Gather each line in the rows below that contains the word "blue" and copy those lines out in full.

begin EXERCISE MATERIAL

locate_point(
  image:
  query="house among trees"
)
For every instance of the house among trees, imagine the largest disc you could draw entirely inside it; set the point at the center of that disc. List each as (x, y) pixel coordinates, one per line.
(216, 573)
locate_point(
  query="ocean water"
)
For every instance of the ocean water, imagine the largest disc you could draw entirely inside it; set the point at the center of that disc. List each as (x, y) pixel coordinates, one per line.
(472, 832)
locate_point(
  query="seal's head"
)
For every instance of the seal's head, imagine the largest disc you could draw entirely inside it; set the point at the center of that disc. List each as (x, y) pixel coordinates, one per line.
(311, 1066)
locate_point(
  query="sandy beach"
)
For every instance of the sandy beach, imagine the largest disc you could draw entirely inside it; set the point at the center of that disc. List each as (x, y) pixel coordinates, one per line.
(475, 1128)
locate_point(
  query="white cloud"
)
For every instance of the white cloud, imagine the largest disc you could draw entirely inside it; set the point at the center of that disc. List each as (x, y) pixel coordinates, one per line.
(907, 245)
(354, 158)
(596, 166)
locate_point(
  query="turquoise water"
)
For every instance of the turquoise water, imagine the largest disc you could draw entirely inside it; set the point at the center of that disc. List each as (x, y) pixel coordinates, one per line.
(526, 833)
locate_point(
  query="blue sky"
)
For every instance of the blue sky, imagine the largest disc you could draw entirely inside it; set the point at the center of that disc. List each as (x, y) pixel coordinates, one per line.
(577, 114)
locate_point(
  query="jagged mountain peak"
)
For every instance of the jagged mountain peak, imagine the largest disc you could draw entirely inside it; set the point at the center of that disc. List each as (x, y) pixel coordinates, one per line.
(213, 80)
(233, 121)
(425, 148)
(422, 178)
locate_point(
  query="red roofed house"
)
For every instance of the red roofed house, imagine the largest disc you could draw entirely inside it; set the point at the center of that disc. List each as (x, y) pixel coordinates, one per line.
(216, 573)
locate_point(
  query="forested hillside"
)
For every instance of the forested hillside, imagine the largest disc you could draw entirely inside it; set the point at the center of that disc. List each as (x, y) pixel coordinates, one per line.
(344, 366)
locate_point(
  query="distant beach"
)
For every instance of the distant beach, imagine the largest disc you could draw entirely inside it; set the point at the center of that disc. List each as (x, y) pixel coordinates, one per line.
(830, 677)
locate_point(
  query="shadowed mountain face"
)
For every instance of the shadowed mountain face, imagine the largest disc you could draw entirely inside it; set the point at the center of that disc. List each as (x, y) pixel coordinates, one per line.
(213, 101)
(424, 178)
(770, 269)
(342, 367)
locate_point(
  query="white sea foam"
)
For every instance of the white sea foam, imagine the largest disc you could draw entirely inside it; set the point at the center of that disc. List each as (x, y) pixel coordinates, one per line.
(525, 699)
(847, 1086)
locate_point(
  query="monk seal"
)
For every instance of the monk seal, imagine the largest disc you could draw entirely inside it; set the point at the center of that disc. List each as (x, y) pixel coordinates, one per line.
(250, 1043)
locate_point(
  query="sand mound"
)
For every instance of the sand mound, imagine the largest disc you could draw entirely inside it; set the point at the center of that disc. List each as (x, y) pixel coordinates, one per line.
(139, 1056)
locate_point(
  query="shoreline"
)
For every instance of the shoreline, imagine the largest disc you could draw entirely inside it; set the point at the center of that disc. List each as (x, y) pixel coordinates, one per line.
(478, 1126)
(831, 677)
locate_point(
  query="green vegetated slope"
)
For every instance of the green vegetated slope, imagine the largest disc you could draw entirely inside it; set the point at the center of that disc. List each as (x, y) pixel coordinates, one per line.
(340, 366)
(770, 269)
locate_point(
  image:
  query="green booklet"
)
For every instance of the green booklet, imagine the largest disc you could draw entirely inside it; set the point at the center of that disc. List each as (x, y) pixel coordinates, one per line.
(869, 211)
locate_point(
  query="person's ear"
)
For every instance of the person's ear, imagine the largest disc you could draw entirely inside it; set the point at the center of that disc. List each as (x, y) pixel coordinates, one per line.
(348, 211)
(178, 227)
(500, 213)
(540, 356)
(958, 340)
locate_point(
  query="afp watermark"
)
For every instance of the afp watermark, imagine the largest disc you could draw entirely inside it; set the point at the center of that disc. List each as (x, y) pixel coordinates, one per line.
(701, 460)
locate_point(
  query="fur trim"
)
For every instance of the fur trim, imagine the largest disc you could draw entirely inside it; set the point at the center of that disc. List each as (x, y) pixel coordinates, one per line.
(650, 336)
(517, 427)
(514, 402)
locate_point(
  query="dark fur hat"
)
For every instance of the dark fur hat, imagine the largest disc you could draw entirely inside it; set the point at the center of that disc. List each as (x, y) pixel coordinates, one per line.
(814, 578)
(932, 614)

end EXERCISE MATERIAL

#### THE RESULT
  query="blue sky"
For every instance of the blue sky, imagine the largest disc you could draw entirely inside it; set the point at the center of that disc. List each as (x, y) pixel coordinates, one per line.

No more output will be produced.